:: Excerpted passage ::
I have not experienced random sketches going suppressed by themselves in

2004/SP0. I know you work with curvy stuff and myself prismatic for the most part. Are the suppression problems surfacing around curvy stuff (no pun intended).

Kman

Reply to
Kman

OMG, Paul you are like a FRIGGIN mind reader. I was actually going to post about this same issue this week. I though that it was something that I was doing. I feel like the friggin weight has been lifted and the light at the end of the of the tunnel was a train.

Let me know abuot the law suit

Reply to
Arthur Y-S

Yes, they are the files that I know are doing it for sure, though I think this may have happened on some other parts (like sheetmetal) as well.

I'll keep an eye out.

Mike

Reply to
Mike J. Wilson

Maybe as part of the settlement, we can get SolidWorks to fix every SPR on their list FIRST before do ANYTHING else.

Also, they should let that 8 year old slave laborer in India that's doing all of their coding retire!
:::
:: Data segment ::
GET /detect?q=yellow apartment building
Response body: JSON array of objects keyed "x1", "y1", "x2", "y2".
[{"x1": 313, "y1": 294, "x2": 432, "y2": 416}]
:::
### Your instructions
Please write out the stretch of the suppressed-sketches thread from "I'll keep an" through "their coding retire!". The material is separate from the forum thread on suppressed sketches.

### Solution
I'll keep an eye out.

Mike

Reply to
Mike J. Wilson

Maybe as part of the settlement, we can get SolidWorks to fix every SPR on their list FIRST before do ANYTHING else.

Also, they should let that 8 year old slave laborer in India that's doing all of their coding retire!